◆ Testo fornito
————————
E’ dal padre, pittore e figlio di un nobile tonkinese, che Le-Tan impara a disegnare, appassionandosi presto all’amore per i libri antichi e le stampe giapponesi e cinesi. Tanto che – ancora adolescente – Le-Tan è incaricato dal New Yorker Magazine di creare una copertina, opera che segna l’inizio di una lunga e fruttuosa collaborazione editoriale anche con molte altre pubblicazioni, da Vogue e Harper’s Bazaar. Per il New Yorker Pierre realizza 18 copertine.
In oltre 50 anni di lavoro la creatività di Le-Tan si arricchisce, spaziando dalla scenografia per il cinema e il teatro, alla collaborazione con la casa di moda parigina di sua figlia Olympia, ma soprattutto eccelle nella invenzione di oltre 100 copertine di libri e poster di film. Il lavoro di Le-Tan è stato esposto nelle gallerie di tutto il mondo; nel 2004 è stato oggetto di una retrospettiva al Museo Nacional Centro de Arte Reina Sofía di Madrid. Ha realizzato copertine per libri di scrittori noti, come il romanziere premio Nobel Patrick Modiano.
————————
◆ Voci fornite

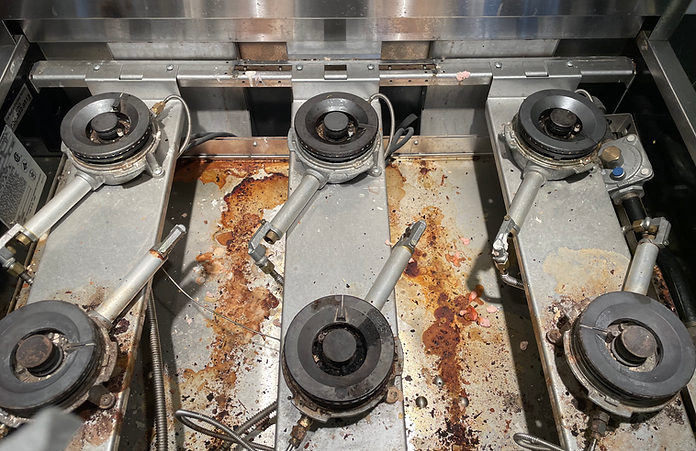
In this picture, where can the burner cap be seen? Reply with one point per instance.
(560, 124)
(339, 352)
(37, 368)
(336, 127)
(106, 128)
(633, 349)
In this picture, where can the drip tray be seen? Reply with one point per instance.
(472, 356)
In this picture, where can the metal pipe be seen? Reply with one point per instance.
(57, 207)
(135, 280)
(525, 196)
(395, 265)
(297, 201)
(640, 273)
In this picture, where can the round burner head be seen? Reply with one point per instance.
(629, 348)
(106, 128)
(560, 124)
(338, 357)
(37, 368)
(336, 127)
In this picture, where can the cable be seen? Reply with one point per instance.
(185, 416)
(205, 307)
(162, 441)
(527, 441)
(159, 106)
(379, 95)
(200, 138)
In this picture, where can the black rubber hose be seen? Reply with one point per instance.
(634, 209)
(162, 441)
(679, 286)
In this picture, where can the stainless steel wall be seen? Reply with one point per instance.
(325, 20)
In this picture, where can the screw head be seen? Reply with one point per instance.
(554, 337)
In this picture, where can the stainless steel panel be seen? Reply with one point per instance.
(572, 250)
(172, 50)
(87, 254)
(224, 74)
(494, 47)
(11, 58)
(674, 85)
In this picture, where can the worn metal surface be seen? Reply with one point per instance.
(212, 365)
(674, 85)
(278, 21)
(226, 372)
(571, 250)
(86, 255)
(277, 147)
(227, 74)
(442, 301)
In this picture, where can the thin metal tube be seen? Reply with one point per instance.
(295, 204)
(57, 207)
(162, 441)
(641, 271)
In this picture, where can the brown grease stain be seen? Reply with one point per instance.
(444, 295)
(245, 205)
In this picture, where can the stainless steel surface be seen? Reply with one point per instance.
(314, 21)
(674, 85)
(11, 58)
(111, 308)
(640, 273)
(59, 206)
(488, 48)
(571, 251)
(70, 268)
(328, 252)
(226, 74)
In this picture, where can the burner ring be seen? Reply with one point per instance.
(334, 378)
(644, 358)
(336, 127)
(560, 124)
(106, 128)
(62, 382)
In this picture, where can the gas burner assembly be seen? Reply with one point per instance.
(53, 353)
(554, 135)
(340, 356)
(110, 139)
(335, 138)
(631, 353)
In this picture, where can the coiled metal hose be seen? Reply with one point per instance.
(162, 441)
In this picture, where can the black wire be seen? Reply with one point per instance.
(200, 138)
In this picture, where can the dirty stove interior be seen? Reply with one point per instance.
(475, 272)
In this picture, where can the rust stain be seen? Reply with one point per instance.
(263, 186)
(435, 284)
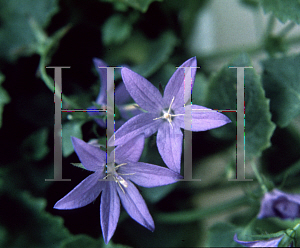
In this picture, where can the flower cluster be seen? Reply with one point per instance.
(114, 176)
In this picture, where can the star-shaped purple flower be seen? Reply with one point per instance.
(118, 184)
(165, 114)
(280, 204)
(121, 98)
(273, 242)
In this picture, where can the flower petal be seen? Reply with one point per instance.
(83, 194)
(131, 150)
(101, 99)
(175, 86)
(202, 118)
(91, 157)
(142, 91)
(149, 175)
(274, 242)
(135, 206)
(140, 124)
(169, 144)
(121, 94)
(109, 210)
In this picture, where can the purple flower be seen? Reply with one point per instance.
(118, 184)
(279, 204)
(121, 97)
(165, 114)
(273, 242)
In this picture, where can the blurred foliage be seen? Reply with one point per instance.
(281, 80)
(221, 94)
(283, 10)
(152, 38)
(16, 35)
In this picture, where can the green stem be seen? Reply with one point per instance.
(270, 26)
(190, 216)
(259, 178)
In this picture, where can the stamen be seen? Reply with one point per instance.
(167, 115)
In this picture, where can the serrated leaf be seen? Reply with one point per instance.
(281, 81)
(4, 97)
(284, 10)
(116, 30)
(141, 5)
(221, 94)
(16, 35)
(157, 53)
(72, 128)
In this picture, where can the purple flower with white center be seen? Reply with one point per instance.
(280, 204)
(273, 242)
(118, 185)
(121, 97)
(165, 114)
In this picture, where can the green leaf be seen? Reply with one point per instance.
(35, 146)
(284, 10)
(147, 55)
(72, 128)
(4, 97)
(116, 30)
(16, 35)
(80, 165)
(156, 53)
(221, 235)
(28, 224)
(221, 94)
(141, 5)
(281, 81)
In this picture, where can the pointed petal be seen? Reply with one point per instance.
(149, 175)
(92, 158)
(135, 206)
(109, 210)
(140, 124)
(131, 150)
(142, 91)
(101, 99)
(175, 86)
(202, 118)
(273, 242)
(121, 94)
(83, 194)
(169, 144)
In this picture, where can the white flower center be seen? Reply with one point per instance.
(112, 171)
(166, 114)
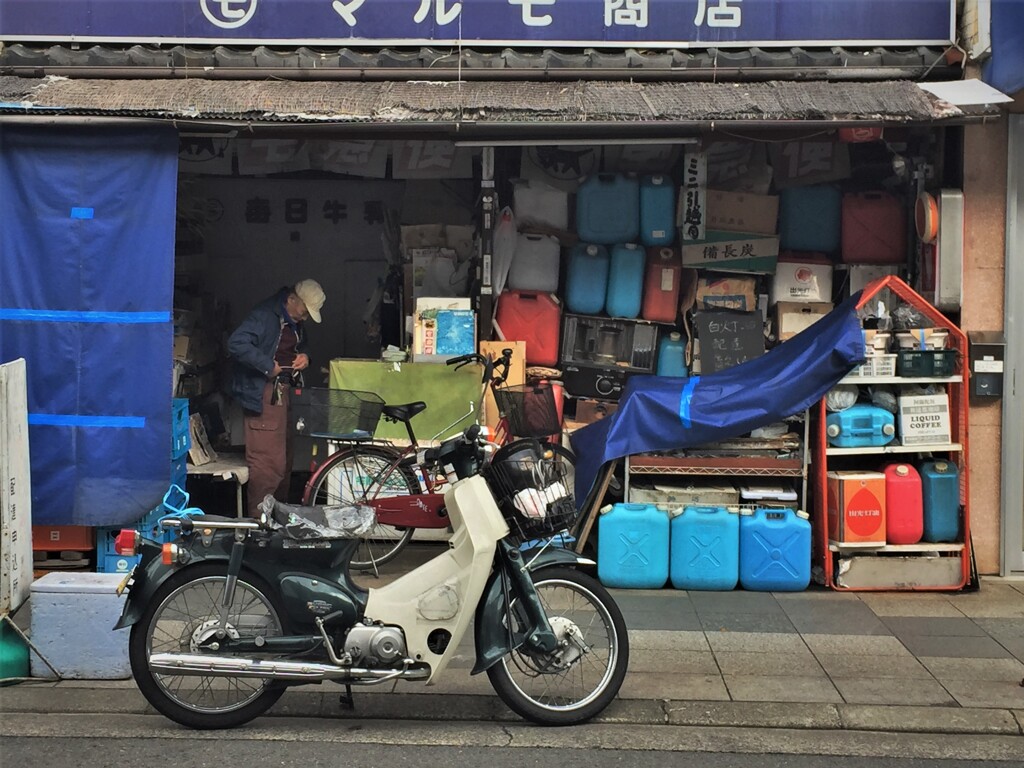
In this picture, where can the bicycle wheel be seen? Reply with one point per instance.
(182, 619)
(357, 474)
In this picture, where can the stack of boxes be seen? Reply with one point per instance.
(109, 561)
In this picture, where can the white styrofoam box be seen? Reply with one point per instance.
(73, 617)
(800, 281)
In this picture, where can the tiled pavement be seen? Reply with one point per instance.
(898, 662)
(822, 646)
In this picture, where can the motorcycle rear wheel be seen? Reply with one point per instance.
(184, 608)
(584, 675)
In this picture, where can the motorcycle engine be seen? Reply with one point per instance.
(375, 646)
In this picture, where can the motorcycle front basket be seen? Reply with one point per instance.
(532, 489)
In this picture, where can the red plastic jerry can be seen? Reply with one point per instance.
(904, 505)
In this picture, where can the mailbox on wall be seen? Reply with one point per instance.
(987, 352)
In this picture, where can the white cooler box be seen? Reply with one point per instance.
(73, 617)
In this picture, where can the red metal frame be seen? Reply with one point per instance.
(958, 425)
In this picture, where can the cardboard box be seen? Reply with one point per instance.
(859, 275)
(436, 271)
(732, 252)
(924, 420)
(794, 316)
(516, 375)
(589, 411)
(442, 329)
(716, 292)
(857, 508)
(742, 212)
(802, 281)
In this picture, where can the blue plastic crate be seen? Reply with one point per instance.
(179, 471)
(180, 436)
(114, 563)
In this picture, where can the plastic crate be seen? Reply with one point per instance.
(929, 363)
(877, 366)
(115, 563)
(179, 471)
(61, 538)
(180, 437)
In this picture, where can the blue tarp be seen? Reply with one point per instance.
(663, 413)
(86, 290)
(1005, 70)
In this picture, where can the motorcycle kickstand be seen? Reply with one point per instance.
(345, 700)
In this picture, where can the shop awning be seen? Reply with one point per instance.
(474, 109)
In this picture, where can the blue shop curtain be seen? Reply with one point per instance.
(86, 290)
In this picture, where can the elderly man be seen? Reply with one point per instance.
(267, 349)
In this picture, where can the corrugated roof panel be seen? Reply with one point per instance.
(480, 102)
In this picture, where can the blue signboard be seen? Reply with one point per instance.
(654, 24)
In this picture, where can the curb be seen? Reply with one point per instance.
(470, 708)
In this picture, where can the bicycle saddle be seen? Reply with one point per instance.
(406, 412)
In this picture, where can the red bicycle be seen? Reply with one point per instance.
(406, 484)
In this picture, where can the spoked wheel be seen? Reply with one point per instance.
(358, 474)
(181, 619)
(584, 674)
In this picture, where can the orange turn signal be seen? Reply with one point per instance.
(125, 542)
(169, 554)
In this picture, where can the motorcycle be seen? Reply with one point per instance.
(233, 610)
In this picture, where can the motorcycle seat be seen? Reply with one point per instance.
(322, 521)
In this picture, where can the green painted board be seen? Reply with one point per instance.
(449, 393)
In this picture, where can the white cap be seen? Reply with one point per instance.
(312, 296)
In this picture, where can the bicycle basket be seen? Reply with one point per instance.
(529, 409)
(532, 489)
(344, 414)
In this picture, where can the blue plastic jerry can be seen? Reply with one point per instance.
(774, 550)
(587, 281)
(704, 551)
(633, 547)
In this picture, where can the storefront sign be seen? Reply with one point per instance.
(669, 24)
(692, 202)
(800, 163)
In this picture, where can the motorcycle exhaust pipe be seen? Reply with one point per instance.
(190, 664)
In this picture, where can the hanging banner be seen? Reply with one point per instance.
(15, 488)
(666, 24)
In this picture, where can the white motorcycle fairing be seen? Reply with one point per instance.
(443, 593)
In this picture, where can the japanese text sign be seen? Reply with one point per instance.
(667, 24)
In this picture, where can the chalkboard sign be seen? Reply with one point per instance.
(728, 339)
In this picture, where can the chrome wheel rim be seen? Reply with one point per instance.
(184, 619)
(582, 668)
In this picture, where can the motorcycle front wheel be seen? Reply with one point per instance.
(584, 674)
(181, 617)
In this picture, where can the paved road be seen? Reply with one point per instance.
(41, 740)
(93, 753)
————————
◆ Consegne dell'esercizio
1. Quante copertine ha realizzato Le-Tan per il New Yorker secondo il testo su Le-Tan?
2. Elenca tutte le riviste nominate nel testo su Le-Tan.
3. Per favore, ripeti il testo su Le-Tan senza modifiche, tutto quanto da "In oltre 50" giù fino a "Nobel Patrick Modiano.".
Le voci non servono a nulla in questo esercizio.

◆ Risposte scritte
1. 18 copertine.

2. New Yorker Magazine, Vogue, Harper's Bazaar

3.
In oltre 50 anni di lavoro la creatività di Le-Tan si arricchisce, spaziando dalla scenografia per il cinema e il teatro, alla collaborazione con la casa di moda parigina di sua figlia Olympia, ma soprattutto eccelle nella invenzione di oltre 100 copertine di libri e poster di film. Il lavoro di Le-Tan è stato esposto nelle gallerie di tutto il mondo; nel 2004 è stato oggetto di una retrospettiva al Museo Nacional Centro de Arte Reina Sofía di Madrid. Ha realizzato copertine per libri di scrittori noti, come il romanziere premio Nobel Patrick Modiano.